* **GIVEN TEXT**:
Wait 'til Sunday, year!

It’s alright, Cubs fans…according to your field general, staff ace Carlos Zambrano will take the bump Sunday against the Diamondbacks.

Wait. Wha…the Cubs lost and WON’T be playing Sunday?!?


Let’s break down Pinella’s decision…just in case you thought it was a good one (it wasn’t). Zambrano was pulled after six innings of four hit ball and in the midst of a 1-1 ballgame. His 85 pitches thrown and 22 batters faced were the SECOND SHORTEST of the season. On July 18, Zambrano threw 80 pitches and faced 19 batters. Of course, the Cubs won that one 12-1.

In case you think 85 pitches is a lot for “Z”…think again. In his 34 regular season starts, he averaged 108 pitches per outing (a mere 23 MORE than what he went for in Game One) and threw more than 120 five times! If Zambrano is such a gamer and Pinella such a great manager, Carlos Marmol is not out there in the seventh inning Wednesday night…Carlos Zambrano is.

If Tom Kelly can send an octogenarian out there in the tenth inning of Game Seven of the 1991 World Series…the Cubs can trot out 26 year-old Zambrano.

* **STORED DATA**:
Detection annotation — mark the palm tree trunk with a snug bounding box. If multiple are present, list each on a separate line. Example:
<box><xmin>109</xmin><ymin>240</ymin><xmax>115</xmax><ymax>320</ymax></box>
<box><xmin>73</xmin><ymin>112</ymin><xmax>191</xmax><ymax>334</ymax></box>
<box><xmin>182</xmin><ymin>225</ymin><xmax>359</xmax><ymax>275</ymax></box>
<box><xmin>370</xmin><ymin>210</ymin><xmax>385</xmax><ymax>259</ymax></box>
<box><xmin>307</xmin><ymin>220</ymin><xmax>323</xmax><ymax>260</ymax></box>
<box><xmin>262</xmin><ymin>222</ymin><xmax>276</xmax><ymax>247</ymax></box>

* **TASKS**:
• 1. In the post about Zambrano, what was his average pitch count per outing across his 34 regular season starts?
• 2. Condense the paragraph of the post about Zambrano that begins "Let's break down Pinella's decision" into a short bulleted list that keeps its main facts.

* **ANSWERS TO THE PROBLEMS**:
• 1. He averaged 108 pitches per outing.

• 2.
- The writer judges Pinella's decision a bad one.
- Zambrano was pulled after six innings of four-hit ball, with the game tied 1-1.
- His 85 pitches and 22 batters faced made it his second-shortest outing of the season.
- On July 18 he threw 80 pitches and faced 19 batters, and the Cubs won that game 12-1.